● **Record excerpts**:
§ §

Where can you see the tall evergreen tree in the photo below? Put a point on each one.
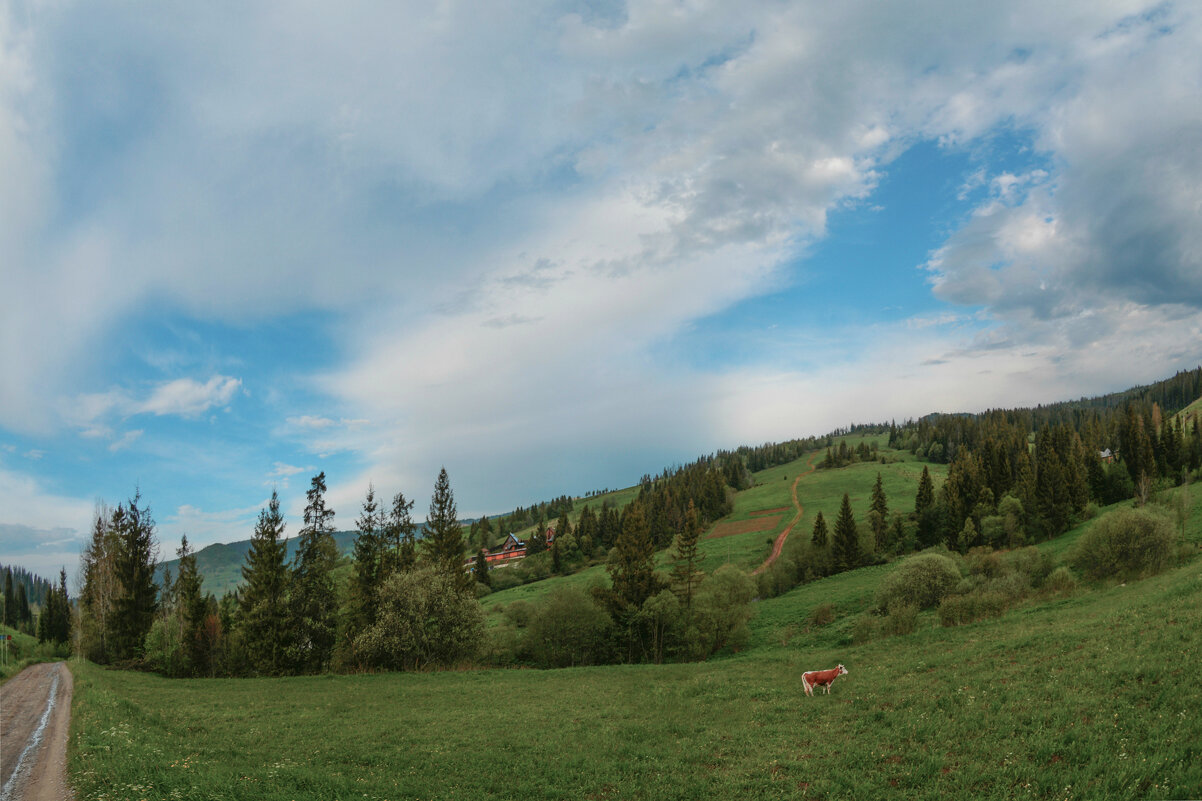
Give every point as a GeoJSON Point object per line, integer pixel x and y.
{"type": "Point", "coordinates": [926, 497]}
{"type": "Point", "coordinates": [480, 570]}
{"type": "Point", "coordinates": [313, 600]}
{"type": "Point", "coordinates": [263, 605]}
{"type": "Point", "coordinates": [444, 537]}
{"type": "Point", "coordinates": [191, 610]}
{"type": "Point", "coordinates": [400, 538]}
{"type": "Point", "coordinates": [632, 561]}
{"type": "Point", "coordinates": [820, 538]}
{"type": "Point", "coordinates": [845, 547]}
{"type": "Point", "coordinates": [137, 595]}
{"type": "Point", "coordinates": [685, 557]}
{"type": "Point", "coordinates": [369, 546]}
{"type": "Point", "coordinates": [10, 599]}
{"type": "Point", "coordinates": [880, 503]}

§ §

● **What the exercise asks**: Copy the lines above exactly, beginning at the line containing "Give every point" and stopping at the last line.

● **Response below**:
Give every point as a GeoJSON Point object per line, integer pixel x and y.
{"type": "Point", "coordinates": [926, 497]}
{"type": "Point", "coordinates": [480, 570]}
{"type": "Point", "coordinates": [313, 600]}
{"type": "Point", "coordinates": [263, 605]}
{"type": "Point", "coordinates": [444, 537]}
{"type": "Point", "coordinates": [191, 610]}
{"type": "Point", "coordinates": [400, 538]}
{"type": "Point", "coordinates": [632, 561]}
{"type": "Point", "coordinates": [820, 538]}
{"type": "Point", "coordinates": [845, 547]}
{"type": "Point", "coordinates": [137, 595]}
{"type": "Point", "coordinates": [685, 557]}
{"type": "Point", "coordinates": [369, 546]}
{"type": "Point", "coordinates": [10, 599]}
{"type": "Point", "coordinates": [880, 503]}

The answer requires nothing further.